### Supplied data
##############################

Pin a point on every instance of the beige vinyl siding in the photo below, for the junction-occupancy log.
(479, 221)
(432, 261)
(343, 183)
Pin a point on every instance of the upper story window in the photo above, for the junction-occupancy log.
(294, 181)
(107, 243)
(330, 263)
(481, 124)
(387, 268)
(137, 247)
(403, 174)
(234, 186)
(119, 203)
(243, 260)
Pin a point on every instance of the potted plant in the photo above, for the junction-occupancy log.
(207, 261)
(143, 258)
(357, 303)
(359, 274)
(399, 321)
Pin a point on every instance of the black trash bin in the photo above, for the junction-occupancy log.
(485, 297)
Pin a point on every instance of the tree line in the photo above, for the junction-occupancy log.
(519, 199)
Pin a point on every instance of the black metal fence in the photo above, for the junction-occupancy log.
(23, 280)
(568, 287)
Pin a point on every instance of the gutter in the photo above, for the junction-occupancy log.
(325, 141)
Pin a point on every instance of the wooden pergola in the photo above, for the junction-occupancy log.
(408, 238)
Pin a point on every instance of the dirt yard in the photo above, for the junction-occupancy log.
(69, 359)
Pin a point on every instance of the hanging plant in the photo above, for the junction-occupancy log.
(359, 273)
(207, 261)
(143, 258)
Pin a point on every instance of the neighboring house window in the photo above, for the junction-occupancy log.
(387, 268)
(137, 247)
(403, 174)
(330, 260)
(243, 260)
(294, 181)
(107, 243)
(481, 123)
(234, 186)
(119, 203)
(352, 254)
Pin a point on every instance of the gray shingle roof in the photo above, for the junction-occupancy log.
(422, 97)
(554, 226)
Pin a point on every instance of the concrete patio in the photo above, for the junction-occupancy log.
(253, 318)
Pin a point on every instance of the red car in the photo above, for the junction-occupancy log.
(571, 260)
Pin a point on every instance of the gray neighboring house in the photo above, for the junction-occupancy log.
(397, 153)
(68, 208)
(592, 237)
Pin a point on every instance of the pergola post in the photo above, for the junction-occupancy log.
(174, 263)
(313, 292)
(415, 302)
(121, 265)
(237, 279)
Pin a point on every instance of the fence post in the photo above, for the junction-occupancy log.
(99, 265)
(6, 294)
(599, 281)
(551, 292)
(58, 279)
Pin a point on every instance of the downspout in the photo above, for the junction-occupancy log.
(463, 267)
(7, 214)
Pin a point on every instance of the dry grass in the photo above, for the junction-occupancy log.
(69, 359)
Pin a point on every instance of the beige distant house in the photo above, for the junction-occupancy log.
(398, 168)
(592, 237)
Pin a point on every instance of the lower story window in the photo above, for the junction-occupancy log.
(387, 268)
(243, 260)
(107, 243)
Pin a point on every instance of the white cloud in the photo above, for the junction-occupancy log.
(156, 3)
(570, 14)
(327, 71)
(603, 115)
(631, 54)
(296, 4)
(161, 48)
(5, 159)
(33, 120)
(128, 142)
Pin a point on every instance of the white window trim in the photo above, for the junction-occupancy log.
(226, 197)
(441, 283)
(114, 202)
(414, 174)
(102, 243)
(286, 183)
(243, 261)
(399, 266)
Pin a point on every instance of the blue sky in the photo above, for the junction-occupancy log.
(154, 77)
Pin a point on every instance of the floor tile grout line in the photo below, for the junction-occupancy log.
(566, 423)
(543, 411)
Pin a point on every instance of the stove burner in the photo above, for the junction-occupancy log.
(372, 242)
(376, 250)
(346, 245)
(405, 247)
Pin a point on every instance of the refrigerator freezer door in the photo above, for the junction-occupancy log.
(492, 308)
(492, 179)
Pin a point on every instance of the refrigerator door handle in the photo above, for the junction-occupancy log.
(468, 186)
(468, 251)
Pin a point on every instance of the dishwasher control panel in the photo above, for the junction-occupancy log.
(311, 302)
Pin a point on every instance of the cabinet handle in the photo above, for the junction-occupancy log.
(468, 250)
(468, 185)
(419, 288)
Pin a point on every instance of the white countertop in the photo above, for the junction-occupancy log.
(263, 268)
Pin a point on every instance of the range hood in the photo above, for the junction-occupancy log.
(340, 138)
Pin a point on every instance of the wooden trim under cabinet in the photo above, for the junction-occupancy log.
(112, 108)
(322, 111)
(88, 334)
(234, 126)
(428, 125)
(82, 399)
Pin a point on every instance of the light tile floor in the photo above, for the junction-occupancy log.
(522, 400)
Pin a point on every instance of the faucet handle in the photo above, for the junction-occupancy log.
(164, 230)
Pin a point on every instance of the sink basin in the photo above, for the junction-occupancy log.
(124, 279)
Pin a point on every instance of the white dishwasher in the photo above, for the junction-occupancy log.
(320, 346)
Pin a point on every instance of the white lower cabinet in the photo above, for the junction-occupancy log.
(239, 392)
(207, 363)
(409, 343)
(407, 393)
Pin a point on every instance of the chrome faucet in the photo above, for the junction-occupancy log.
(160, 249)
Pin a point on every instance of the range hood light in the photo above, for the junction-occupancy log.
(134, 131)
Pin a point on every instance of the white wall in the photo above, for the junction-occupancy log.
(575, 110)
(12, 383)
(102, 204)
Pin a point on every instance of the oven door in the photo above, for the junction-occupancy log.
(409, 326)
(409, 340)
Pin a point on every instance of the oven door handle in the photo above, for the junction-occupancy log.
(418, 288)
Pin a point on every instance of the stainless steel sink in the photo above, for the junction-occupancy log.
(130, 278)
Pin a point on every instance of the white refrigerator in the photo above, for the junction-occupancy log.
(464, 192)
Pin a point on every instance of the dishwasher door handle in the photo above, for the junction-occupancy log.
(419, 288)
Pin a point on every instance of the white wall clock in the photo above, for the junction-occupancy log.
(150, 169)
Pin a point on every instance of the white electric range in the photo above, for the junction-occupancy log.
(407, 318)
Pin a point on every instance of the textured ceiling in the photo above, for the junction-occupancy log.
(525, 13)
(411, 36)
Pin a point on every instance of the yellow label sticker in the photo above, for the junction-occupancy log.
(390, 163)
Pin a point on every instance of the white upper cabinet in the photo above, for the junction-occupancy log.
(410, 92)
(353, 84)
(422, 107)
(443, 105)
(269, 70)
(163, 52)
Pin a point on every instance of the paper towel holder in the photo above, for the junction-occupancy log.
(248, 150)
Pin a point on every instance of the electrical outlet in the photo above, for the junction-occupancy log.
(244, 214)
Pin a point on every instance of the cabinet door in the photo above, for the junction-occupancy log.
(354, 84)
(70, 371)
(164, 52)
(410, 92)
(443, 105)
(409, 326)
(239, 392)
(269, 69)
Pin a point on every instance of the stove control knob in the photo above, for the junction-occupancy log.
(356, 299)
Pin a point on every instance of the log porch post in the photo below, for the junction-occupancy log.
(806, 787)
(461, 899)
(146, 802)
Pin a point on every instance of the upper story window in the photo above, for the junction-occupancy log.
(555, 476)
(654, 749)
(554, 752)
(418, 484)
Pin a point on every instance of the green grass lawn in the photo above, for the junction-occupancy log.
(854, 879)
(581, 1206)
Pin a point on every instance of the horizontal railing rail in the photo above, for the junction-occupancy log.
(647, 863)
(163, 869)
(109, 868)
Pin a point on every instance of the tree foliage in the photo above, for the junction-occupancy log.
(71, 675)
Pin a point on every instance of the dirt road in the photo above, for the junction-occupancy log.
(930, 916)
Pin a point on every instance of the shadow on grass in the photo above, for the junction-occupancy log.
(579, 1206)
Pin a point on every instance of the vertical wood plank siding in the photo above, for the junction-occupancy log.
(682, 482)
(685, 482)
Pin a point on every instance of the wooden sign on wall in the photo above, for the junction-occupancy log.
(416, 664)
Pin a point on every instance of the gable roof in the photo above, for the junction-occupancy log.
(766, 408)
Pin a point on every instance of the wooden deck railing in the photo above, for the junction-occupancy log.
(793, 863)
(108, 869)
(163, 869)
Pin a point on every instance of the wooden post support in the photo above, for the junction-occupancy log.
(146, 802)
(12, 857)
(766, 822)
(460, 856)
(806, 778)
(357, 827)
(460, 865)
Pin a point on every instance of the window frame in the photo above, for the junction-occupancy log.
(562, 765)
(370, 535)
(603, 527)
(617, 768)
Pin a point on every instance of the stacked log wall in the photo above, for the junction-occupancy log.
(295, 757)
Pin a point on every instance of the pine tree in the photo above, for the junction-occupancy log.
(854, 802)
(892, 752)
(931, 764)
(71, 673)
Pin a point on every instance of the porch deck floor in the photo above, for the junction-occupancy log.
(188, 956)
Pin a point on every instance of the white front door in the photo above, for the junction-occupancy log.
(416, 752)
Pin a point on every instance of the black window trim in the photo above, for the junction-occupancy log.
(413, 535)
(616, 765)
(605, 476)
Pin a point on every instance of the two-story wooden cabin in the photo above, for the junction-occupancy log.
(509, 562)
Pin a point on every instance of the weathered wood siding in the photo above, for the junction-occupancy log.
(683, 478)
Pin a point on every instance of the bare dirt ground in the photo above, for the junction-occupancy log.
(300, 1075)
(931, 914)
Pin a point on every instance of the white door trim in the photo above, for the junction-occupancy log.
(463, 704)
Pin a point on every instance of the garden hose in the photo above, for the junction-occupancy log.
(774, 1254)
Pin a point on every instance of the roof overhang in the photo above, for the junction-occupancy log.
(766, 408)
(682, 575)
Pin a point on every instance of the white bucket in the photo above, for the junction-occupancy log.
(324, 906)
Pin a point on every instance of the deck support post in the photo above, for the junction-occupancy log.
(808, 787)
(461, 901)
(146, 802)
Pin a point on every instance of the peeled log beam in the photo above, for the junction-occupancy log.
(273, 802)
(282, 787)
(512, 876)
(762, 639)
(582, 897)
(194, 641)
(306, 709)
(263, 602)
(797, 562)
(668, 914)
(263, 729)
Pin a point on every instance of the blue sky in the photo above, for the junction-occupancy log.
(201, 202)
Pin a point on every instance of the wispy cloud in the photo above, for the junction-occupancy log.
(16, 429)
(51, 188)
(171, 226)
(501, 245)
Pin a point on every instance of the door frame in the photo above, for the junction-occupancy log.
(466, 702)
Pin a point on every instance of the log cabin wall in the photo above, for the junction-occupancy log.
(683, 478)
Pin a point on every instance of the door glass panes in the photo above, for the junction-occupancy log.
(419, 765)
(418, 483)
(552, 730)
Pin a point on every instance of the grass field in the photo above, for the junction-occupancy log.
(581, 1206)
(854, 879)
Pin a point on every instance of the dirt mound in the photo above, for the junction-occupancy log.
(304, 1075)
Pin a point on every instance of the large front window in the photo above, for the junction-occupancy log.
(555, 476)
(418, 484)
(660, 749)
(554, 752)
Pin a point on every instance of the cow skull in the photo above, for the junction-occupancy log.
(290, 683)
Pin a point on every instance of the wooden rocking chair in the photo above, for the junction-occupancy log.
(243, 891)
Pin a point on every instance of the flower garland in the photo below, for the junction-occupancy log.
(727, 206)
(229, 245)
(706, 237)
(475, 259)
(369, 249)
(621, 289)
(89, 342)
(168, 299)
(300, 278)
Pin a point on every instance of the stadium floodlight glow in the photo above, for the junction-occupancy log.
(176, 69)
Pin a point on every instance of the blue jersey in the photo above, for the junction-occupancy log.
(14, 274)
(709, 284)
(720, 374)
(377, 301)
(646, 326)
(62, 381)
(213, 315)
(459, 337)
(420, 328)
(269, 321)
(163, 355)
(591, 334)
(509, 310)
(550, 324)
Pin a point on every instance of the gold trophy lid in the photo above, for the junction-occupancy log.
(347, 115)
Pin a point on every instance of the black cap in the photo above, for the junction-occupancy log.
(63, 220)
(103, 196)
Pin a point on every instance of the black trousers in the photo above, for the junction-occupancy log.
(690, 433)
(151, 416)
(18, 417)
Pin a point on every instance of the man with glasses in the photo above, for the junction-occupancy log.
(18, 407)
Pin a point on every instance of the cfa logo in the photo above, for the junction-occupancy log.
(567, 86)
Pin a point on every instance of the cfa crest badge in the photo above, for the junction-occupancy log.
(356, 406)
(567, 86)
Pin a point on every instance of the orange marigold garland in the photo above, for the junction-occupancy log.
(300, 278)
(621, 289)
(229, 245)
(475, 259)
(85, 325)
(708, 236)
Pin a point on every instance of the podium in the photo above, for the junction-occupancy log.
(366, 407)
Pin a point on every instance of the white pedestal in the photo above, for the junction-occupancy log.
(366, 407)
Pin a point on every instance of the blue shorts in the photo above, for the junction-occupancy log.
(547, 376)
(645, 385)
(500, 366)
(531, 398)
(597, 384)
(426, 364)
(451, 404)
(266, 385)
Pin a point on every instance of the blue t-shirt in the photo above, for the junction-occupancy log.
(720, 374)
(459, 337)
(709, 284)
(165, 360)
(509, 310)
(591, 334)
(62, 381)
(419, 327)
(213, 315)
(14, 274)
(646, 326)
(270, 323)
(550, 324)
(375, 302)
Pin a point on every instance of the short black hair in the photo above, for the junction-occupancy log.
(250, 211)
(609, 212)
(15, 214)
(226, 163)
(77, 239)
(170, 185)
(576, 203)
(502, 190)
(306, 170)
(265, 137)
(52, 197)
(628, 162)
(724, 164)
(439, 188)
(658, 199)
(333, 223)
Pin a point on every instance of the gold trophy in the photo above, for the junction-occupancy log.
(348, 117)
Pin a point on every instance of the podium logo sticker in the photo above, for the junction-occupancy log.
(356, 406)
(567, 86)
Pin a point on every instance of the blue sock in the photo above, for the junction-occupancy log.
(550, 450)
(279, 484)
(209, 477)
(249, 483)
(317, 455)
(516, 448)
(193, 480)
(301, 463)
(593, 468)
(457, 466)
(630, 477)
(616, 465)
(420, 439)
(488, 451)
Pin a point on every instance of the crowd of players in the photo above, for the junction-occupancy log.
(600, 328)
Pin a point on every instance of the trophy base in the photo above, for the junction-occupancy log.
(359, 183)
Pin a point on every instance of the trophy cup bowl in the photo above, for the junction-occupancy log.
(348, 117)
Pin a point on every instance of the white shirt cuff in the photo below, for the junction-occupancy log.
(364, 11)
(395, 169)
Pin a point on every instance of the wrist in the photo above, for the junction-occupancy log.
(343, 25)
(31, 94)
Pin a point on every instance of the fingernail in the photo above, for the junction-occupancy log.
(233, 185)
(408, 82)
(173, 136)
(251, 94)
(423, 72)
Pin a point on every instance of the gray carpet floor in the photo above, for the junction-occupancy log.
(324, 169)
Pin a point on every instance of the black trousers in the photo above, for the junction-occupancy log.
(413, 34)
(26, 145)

##############################

### Task prompt
Reproduce only the lines between the line containing "Pin a point on every instance of the blue t-shirt" and the last line of the records, those two lines included, exactly.

### Solution to the exercise
Pin a point on every instance of the blue t-shirt in the photo above, for the junction-occupancy log.
(720, 374)
(459, 337)
(709, 284)
(165, 360)
(509, 310)
(591, 334)
(62, 381)
(419, 327)
(213, 315)
(14, 274)
(646, 326)
(270, 323)
(550, 324)
(375, 302)
Pin a point on every instance of the short black hair in the photo above, for the junction-occupancy log.
(250, 211)
(609, 212)
(15, 214)
(226, 163)
(77, 239)
(170, 185)
(576, 203)
(502, 190)
(306, 170)
(265, 137)
(52, 197)
(628, 162)
(724, 164)
(439, 188)
(658, 199)
(333, 223)
Pin a point on every instance of the gold trophy in the photo above, for the junction-occupancy log.
(348, 117)
Pin a point on every instance of the podium logo sticker in the photo above, for the junction-occupancy log.
(356, 406)
(567, 86)
Pin a point on every instance of the blue sock in the photo above, for the junction-occupancy log.
(550, 450)
(279, 484)
(209, 477)
(249, 483)
(317, 455)
(516, 448)
(193, 480)
(301, 463)
(593, 468)
(457, 466)
(630, 477)
(616, 465)
(420, 439)
(488, 451)
Pin a point on every instance of the crowd of players in the photo above, for the junction-occupancy log.
(600, 328)
Pin a point on every instance of the trophy base in the photo above, for the junction-occupancy log.
(359, 183)
Pin a point on every instance of the trophy cup bowl in the photo above, for the junction-occupancy log.
(348, 117)
Pin a point on every instance of the white shirt cuff in the photo below, for the junction-occupancy log.
(364, 11)
(395, 169)
Pin a point on every instance of the wrist in the photo above, for the junction-occupancy log.
(343, 25)
(31, 94)
Pin a point on every instance of the fingernail in the photo above, for the junction-occupancy log.
(233, 185)
(408, 82)
(173, 136)
(251, 94)
(423, 72)
Pin a point on every instance of the gray carpet floor in the photo above, for the junction-occupancy log.
(324, 169)
Pin a point on every instance of the black trousers in the photo above, for the junction-occupancy log.
(413, 34)
(26, 145)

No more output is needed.